Listed entries section start

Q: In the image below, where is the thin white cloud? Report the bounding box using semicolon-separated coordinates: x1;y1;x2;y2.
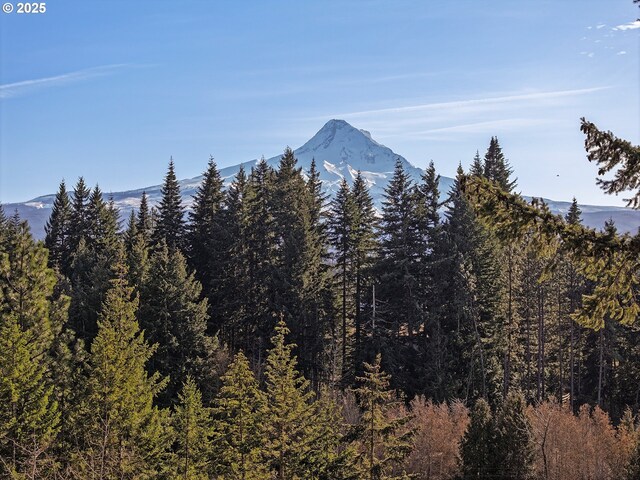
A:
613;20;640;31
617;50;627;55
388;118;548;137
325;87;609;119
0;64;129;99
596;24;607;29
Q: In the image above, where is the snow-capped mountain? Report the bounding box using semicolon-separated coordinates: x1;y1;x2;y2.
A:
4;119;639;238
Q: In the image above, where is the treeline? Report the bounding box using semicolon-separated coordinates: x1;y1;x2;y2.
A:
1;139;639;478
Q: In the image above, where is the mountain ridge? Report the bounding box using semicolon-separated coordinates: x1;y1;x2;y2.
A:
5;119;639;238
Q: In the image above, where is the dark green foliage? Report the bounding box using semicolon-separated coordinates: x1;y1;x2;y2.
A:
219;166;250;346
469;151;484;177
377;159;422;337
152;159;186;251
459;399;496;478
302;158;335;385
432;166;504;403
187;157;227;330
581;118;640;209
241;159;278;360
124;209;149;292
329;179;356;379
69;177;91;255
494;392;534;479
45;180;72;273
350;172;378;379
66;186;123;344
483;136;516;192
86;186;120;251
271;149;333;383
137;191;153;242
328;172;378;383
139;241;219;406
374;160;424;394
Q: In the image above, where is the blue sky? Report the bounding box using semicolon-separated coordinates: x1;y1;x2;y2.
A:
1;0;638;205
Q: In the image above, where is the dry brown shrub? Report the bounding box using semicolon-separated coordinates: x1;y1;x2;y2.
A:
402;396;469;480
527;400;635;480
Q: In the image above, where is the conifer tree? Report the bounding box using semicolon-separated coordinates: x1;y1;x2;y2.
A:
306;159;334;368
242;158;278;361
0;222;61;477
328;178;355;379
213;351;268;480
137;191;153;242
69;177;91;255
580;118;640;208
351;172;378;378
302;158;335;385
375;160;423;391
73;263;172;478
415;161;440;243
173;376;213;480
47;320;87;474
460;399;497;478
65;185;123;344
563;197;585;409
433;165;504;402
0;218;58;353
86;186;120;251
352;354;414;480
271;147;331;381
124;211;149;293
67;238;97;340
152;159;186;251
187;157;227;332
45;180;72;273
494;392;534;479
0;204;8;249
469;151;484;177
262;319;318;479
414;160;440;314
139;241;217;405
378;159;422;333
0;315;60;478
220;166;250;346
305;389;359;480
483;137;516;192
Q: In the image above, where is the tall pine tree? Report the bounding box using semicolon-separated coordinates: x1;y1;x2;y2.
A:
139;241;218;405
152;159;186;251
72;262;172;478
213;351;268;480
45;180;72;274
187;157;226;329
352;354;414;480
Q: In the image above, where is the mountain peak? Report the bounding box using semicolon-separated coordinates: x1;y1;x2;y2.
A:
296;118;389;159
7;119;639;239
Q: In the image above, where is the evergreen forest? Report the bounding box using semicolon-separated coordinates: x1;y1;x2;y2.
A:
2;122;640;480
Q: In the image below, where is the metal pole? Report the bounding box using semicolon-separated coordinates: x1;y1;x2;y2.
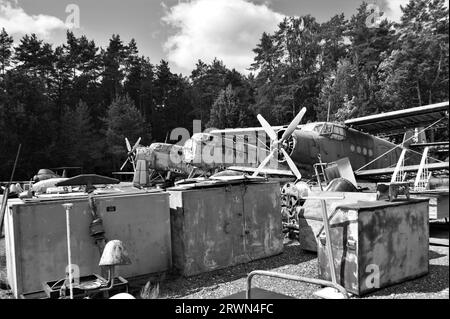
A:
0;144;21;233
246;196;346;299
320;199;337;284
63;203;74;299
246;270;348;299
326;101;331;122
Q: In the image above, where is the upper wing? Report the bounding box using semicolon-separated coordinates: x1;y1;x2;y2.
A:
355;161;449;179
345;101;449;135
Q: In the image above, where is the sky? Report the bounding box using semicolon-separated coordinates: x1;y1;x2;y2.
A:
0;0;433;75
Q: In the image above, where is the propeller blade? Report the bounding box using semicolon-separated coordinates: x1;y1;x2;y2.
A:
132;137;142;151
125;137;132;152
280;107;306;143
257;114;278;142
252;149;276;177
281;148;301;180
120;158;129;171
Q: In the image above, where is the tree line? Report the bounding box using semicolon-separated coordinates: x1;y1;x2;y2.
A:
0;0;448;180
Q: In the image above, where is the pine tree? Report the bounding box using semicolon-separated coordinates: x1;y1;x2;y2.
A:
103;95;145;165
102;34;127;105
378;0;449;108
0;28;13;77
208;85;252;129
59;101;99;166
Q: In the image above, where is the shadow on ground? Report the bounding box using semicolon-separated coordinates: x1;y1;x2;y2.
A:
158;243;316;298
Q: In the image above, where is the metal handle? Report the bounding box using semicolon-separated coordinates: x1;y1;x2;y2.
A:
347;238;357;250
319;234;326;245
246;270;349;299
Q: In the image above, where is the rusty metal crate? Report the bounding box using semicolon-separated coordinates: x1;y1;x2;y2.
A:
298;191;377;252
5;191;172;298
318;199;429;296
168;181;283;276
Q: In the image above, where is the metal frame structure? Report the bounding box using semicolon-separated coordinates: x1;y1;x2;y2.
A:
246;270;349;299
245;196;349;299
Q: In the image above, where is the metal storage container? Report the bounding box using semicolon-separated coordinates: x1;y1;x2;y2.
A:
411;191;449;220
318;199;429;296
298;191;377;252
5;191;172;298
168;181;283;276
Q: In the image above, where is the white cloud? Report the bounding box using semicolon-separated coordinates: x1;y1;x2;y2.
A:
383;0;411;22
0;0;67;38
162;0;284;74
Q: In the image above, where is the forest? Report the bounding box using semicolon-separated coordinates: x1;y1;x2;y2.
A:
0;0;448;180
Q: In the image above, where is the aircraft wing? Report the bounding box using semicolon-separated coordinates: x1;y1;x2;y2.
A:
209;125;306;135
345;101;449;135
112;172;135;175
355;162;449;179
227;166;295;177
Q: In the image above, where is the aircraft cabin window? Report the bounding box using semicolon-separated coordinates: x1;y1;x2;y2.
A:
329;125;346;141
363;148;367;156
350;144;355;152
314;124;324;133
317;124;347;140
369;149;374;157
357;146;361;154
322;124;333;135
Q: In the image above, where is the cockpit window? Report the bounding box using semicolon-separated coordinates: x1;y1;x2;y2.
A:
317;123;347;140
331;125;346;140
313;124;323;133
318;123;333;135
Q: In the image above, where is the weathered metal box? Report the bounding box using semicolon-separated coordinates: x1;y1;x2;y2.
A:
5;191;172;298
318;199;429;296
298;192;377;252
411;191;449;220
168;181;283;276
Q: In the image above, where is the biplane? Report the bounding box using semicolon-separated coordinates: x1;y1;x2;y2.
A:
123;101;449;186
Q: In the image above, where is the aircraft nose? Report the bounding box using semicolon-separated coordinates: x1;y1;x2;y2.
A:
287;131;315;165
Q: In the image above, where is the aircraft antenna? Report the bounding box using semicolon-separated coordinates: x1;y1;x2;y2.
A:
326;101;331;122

Listed entries section end

Try it: Apart from the pictures, repeat the data above exactly.

Response to the task:
Q: In the image below, where is the thin white cloud? Report the bounding box using semicolon-separated coordinates: x1;y1;x2;y2.
A:
613;20;640;31
617;50;627;55
388;118;548;137
325;87;609;119
0;64;129;99
596;24;607;29
Q: In the image above, where is the snow-capped mountain? Report the bounding box using semicolon-separated coordinates: x1;y1;x2;y2.
A:
4;119;639;238
Q: In the image above, where is the treeline? Report the bounding box using semicolon-separated coordinates: x1;y1;x2;y2.
A:
1;139;639;478
Q: In the image above, where is the mountain ridge? Report the bounding box using semicolon-separated coordinates: x1;y1;x2;y2.
A:
5;119;639;238
Q: In the image above, where is the dark green foliage? Report the bounding box using semicolon-separated coordinates: x1;y1;x2;y2.
A:
219;166;250;346
469;151;484;177
377;159;422;337
152;159;186;251
459;399;496;478
302;158;335;385
432;166;504;403
187;157;227;330
581;118;640;209
241;159;278;360
124;209;149;292
329;179;356;379
69;177;91;255
494;392;534;479
45;180;72;273
350;172;378;379
66;186;123;344
483;136;516;192
86;186;120;251
271;149;333;383
137;191;153;242
328;172;378;383
139;241;219;406
374;160;424;394
Q: In the image above, where is the blue sky? Report the bounding box using semicolon-separated coordinates: x1;y1;x2;y2.
A:
1;0;638;205
Q: In the image above, where is the dry brown shrub? Report the bounding box using semicolon-separated coordinates: x1;y1;x2;y2.
A:
402;396;469;480
527;400;635;480
Q: In the image above, where is the conifer tree? Report the bounding box using semicolon-separated coordinates: x1;y1;x2;y2.
A:
306;159;334;368
242;158;278;361
0;222;61;477
328;178;355;379
213;351;268;480
137;191;153;242
69;177;91;255
580;118;640;208
351;172;378;378
302;158;335;385
375;160;423;391
73;263;172;478
415;161;440;243
173;376;213;480
47;320;87;474
460;399;497;478
65;185;123;344
563;197;585;409
433;165;504;402
0;218;58;353
86;186;120;251
352;354;414;480
271;147;331;381
124;211;149;293
67;238;97;340
152;159;186;251
187;157;227;332
45;180;72;273
494;392;534;479
0;204;8;249
469;151;484;177
262;319;318;479
414;160;440;314
139;241;217;405
378;159;422;333
0;315;60;478
220;166;250;346
305;389;359;480
483;137;516;192
Q: In the image above, where is the tall pine tree? Report the bounding box using semicolon-separated coordinates: x1;y1;x2;y2.
A:
139;241;218;405
152;159;186;251
72;262;172;478
213;351;268;480
45;180;72;274
187;157;226;329
352;354;414;480
Q: In the image above, where is the mountain peak? Report the bounding box using semicolon-separated coordinates: x1;y1;x2;y2.
A:
296;118;389;159
7;119;639;239
Q: In the image above, where is the evergreen forest? Report the bounding box using semicolon-separated coordinates: x1;y1;x2;y2.
A:
2;122;640;480
Q: In the image below, where is the metal pole? Report the bounding box using semicolon-separated coordinates: x1;y1;x2;y2.
A:
0;144;21;233
246;196;346;299
320;199;337;284
63;203;74;299
246;270;348;299
326;101;331;122
Q: In the image above, where is the upper wing? Report the bounding box using semicolon-separated coordinates: x1;y1;x2;y2.
A:
355;161;449;179
345;101;449;135
Q: In the image above, where is the sky? Report the bounding box using semicolon-separated coordinates: x1;y1;x2;y2.
A:
0;0;433;75
Q: In the image above, where is the propeller blade? Report the bounding box using semicolon-separated coordinates: x1;y1;x2;y2.
A:
132;137;142;151
125;137;132;152
280;107;306;143
257;114;278;142
252;149;276;177
281;148;301;180
120;158;129;171
Q: In the image above, where is the tree line? Report the bounding box using semicolon-separated coordinates: x1;y1;x2;y2.
A:
0;0;448;180
Q: In the image above, where is the pine tree? Report the bounding box using semicolon-separated coordinates: x1;y1;x2;y2.
A:
103;95;145;165
102;34;127;105
378;0;449;108
0;28;13;77
208;85;252;129
59;101;99;166
Q: In the image above, where is the shadow on ground? Report the bounding box using semicolon-separated coordinates: x1;y1;x2;y2.
A:
158;243;316;298
Q: In the image above, where is the metal handle? Report the bounding box using semicolon-separated coordinates: x1;y1;x2;y2.
A:
347;238;357;250
319;234;326;245
246;270;349;299
Q: In the image above, where is the rusty metal crate? Report the bounding box using semicolon-separated coordinates: x1;y1;x2;y2.
A:
298;191;377;252
5;191;172;298
318;199;429;296
168;181;283;276
Q: In the image above, where is the metal frame structure? Report the bounding box using semicolon-separated coordinates: x1;y1;x2;y2.
A:
246;270;349;299
245;196;349;299
Q: In the image above, where is the metal storage container? Report the bounding box using semicolon-separated coordinates: x1;y1;x2;y2.
A:
411;191;449;220
318;199;429;296
298;191;377;252
5;191;172;298
168;181;283;276
Q: In the image above, where is the white cloud? Report the bounding box using semicolon-separated coordinates: x1;y1;x2;y2.
A:
383;0;411;22
0;0;67;38
162;0;284;74
Q: In the image above, where is the forest? Report the bounding box using semicolon-separated coordinates: x1;y1;x2;y2.
A:
0;0;448;180
Q: In the image above, where is the aircraft wing? Report the bounding box using semicolon-separated coordinates: x1;y1;x2;y2.
A:
209;125;306;135
345;101;449;135
112;172;135;175
355;162;449;179
227;166;295;177
Q: In the image above, where is the aircraft cabin window? Report the bounding box using semicolon-separated coordinates: x1;y1;x2;y2.
A:
329;125;346;141
363;148;367;156
350;144;355;152
314;124;324;133
317;124;347;140
369;149;374;157
357;146;361;154
322;124;333;135
Q: In the image above, where is the cockpit window? Report the bounding box using semicolon-separated coordinates: x1;y1;x2;y2.
A:
317;123;347;140
331;125;346;140
313;124;323;133
318;123;333;135
Q: In the image above, where is the weathered metal box? Report the bounding box using semicolon-separated coordinates: x1;y1;x2;y2.
A:
5;191;172;298
318;199;429;296
298;192;377;252
411;191;449;220
168;181;283;276
Q: In the image above, where is the biplane? Report the bounding box using semicolon-separated coordinates: x1;y1;x2;y2.
A:
123;101;449;186
Q: In the image above, where is the aircraft nose? Report the bounding box using semicolon-separated coordinates: x1;y1;x2;y2.
A:
287;131;315;165
Q: In the image above, where is the aircraft antenna? Report the bounding box using semicolon-separated coordinates: x1;y1;x2;y2.
A:
326;101;331;122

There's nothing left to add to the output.